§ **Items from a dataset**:
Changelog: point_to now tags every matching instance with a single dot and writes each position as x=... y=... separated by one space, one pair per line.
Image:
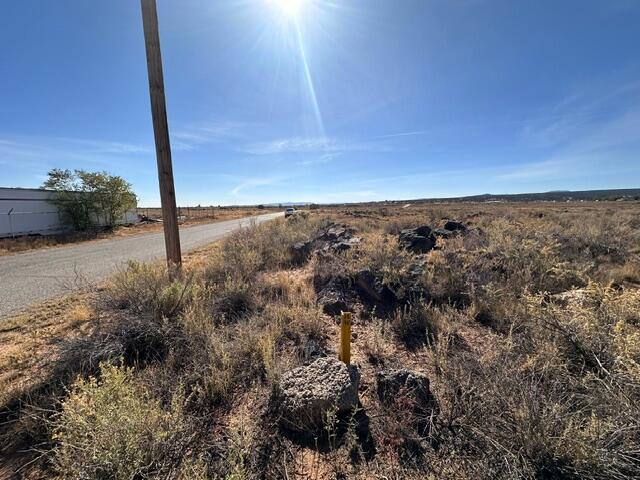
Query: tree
x=86 y=198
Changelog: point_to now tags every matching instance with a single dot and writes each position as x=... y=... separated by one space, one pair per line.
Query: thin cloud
x=49 y=149
x=192 y=136
x=311 y=145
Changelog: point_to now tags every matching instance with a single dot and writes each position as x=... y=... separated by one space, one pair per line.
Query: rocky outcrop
x=417 y=240
x=335 y=238
x=410 y=389
x=306 y=394
x=454 y=226
x=335 y=296
x=372 y=291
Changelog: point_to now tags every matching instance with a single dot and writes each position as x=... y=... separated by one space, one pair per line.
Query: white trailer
x=28 y=211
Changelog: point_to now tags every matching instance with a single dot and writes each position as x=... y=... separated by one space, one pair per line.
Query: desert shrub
x=145 y=287
x=112 y=428
x=380 y=254
x=260 y=247
x=233 y=299
x=417 y=324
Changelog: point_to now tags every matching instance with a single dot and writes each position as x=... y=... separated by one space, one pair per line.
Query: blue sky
x=345 y=101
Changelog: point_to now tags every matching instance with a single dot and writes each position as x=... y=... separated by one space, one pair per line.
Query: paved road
x=31 y=277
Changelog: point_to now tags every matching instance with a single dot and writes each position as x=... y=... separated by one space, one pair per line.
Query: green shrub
x=114 y=428
x=146 y=288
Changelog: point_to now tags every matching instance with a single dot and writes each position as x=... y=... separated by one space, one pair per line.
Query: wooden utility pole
x=161 y=133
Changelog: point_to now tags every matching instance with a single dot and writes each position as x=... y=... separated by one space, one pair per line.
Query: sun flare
x=288 y=8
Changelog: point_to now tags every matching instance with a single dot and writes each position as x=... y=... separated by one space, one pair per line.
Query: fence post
x=11 y=223
x=345 y=337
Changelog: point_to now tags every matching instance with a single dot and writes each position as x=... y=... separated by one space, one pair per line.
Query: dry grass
x=528 y=384
x=9 y=246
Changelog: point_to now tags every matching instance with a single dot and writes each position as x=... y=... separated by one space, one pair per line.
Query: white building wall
x=32 y=213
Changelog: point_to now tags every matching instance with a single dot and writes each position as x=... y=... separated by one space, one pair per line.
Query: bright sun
x=289 y=8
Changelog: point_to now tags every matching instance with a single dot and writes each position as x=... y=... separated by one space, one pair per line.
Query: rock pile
x=423 y=239
x=306 y=394
x=404 y=387
x=417 y=240
x=335 y=238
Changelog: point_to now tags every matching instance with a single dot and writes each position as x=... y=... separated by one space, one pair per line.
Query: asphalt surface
x=32 y=277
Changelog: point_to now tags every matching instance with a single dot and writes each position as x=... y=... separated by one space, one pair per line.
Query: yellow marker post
x=345 y=337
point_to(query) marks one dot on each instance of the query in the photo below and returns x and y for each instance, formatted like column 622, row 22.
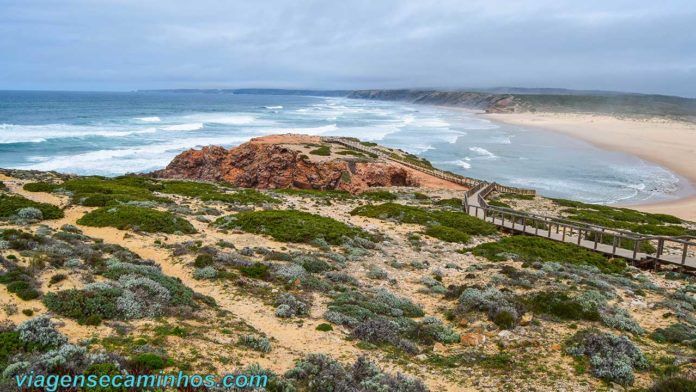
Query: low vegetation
column 448, row 226
column 531, row 249
column 624, row 218
column 15, row 205
column 137, row 218
column 291, row 226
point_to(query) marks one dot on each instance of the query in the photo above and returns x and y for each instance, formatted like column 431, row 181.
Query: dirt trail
column 290, row 340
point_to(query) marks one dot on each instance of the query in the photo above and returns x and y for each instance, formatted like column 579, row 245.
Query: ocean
column 99, row 133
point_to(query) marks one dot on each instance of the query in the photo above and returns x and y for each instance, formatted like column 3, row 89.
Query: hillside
column 390, row 288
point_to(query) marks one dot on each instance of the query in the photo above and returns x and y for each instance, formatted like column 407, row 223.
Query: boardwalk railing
column 610, row 241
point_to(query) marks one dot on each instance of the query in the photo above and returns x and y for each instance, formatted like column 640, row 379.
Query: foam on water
column 107, row 134
column 184, row 127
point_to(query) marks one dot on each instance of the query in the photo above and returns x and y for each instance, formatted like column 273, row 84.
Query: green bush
column 149, row 361
column 447, row 234
column 40, row 187
column 130, row 217
column 531, row 249
column 675, row 384
column 624, row 218
column 675, row 333
column 203, row 260
column 291, row 226
column 10, row 205
column 562, row 306
column 378, row 195
column 322, row 151
column 255, row 271
column 83, row 305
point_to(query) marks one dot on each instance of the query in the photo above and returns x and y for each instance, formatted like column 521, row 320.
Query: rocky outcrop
column 270, row 166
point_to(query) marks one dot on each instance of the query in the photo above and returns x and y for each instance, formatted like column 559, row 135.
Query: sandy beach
column 669, row 143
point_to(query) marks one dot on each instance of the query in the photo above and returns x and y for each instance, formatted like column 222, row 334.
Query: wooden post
column 660, row 246
column 635, row 249
column 595, row 235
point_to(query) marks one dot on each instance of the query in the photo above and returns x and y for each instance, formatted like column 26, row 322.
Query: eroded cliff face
column 270, row 166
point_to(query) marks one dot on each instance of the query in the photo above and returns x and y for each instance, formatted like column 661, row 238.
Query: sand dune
column 671, row 144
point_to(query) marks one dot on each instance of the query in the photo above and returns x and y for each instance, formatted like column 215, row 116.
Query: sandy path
column 671, row 144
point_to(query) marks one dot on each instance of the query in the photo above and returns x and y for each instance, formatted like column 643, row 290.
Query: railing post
column 660, row 247
column 595, row 235
column 635, row 249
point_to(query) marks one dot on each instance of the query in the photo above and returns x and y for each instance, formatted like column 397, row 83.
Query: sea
column 113, row 133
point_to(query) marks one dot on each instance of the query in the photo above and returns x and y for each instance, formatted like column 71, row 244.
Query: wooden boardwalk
column 608, row 241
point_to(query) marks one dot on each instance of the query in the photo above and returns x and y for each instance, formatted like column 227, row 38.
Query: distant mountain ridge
column 508, row 100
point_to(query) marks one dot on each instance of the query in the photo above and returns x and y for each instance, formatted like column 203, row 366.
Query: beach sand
column 669, row 143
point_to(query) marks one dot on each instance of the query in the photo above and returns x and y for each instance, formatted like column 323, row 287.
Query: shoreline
column 668, row 143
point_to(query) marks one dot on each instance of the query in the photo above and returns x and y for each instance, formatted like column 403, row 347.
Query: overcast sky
column 636, row 45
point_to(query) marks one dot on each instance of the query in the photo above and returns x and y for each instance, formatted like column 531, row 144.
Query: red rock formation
column 268, row 166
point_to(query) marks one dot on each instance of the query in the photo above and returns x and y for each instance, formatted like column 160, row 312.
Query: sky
column 636, row 46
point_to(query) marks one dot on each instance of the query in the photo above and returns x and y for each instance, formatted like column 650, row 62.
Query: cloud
column 642, row 46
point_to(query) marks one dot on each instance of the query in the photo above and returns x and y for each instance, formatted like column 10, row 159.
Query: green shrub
column 453, row 202
column 11, row 205
column 291, row 226
column 675, row 384
column 498, row 203
column 130, row 217
column 613, row 358
column 57, row 278
column 531, row 249
column 255, row 271
column 83, row 305
column 378, row 195
column 675, row 333
column 149, row 361
column 40, row 187
column 562, row 306
column 322, row 151
column 203, row 260
column 447, row 234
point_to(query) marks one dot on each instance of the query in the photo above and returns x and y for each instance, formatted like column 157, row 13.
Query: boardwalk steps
column 609, row 241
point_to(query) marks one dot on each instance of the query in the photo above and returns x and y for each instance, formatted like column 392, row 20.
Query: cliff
column 286, row 162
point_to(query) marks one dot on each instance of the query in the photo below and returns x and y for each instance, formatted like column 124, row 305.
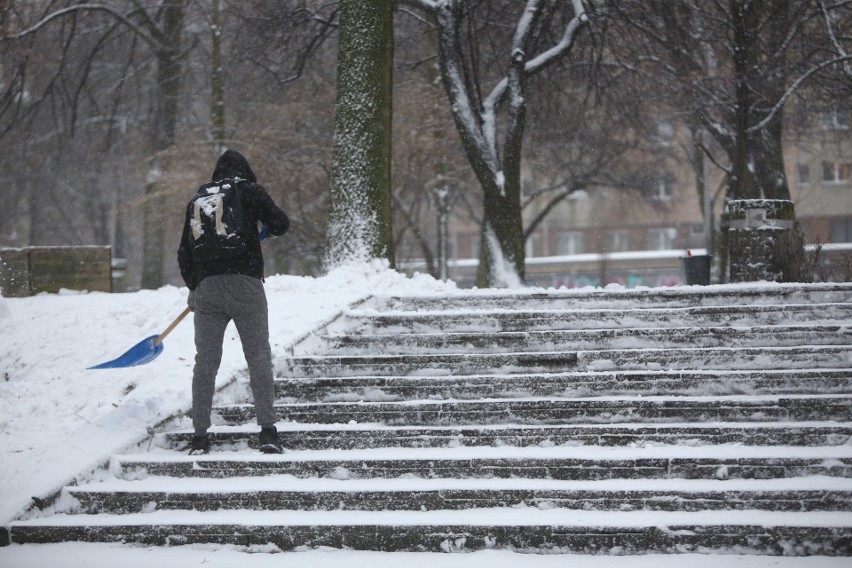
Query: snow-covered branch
column 141, row 32
column 779, row 105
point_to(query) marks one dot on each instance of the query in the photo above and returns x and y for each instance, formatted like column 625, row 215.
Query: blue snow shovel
column 145, row 351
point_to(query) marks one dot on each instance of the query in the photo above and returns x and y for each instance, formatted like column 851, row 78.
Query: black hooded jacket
column 257, row 206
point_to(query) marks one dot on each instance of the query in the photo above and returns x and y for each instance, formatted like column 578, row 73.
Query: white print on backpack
column 212, row 207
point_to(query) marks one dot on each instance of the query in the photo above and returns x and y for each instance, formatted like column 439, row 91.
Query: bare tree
column 360, row 216
column 541, row 34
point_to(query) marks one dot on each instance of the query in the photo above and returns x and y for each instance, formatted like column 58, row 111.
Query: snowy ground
column 58, row 419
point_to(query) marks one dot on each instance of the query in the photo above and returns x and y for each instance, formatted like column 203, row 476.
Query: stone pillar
column 764, row 243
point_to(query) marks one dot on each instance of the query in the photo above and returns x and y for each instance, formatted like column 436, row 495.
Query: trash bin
column 696, row 269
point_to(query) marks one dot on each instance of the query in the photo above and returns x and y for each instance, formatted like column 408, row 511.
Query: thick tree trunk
column 360, row 218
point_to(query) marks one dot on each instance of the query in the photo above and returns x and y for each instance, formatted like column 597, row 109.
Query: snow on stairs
column 711, row 419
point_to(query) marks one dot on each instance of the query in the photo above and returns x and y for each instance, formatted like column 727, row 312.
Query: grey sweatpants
column 218, row 300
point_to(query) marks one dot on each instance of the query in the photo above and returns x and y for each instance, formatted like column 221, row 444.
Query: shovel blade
column 143, row 352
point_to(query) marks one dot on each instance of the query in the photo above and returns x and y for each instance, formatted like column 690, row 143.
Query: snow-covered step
column 603, row 410
column 383, row 323
column 313, row 436
column 559, row 463
column 619, row 298
column 619, row 421
column 573, row 340
column 569, row 384
column 720, row 358
column 816, row 493
column 526, row 529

§ **Work to be completed**:
Match on "below" and copy out every line of the entries that contains it.

§ **Final answer**:
point_to(query) marks one dot on each instance of the query in the photo below and returns x and y for each instance, formatted like column 622, row 22.
point_to(query) marks one dot on each instance of the query in the photo below and returns x and y for each instance, formatted like column 124, row 305.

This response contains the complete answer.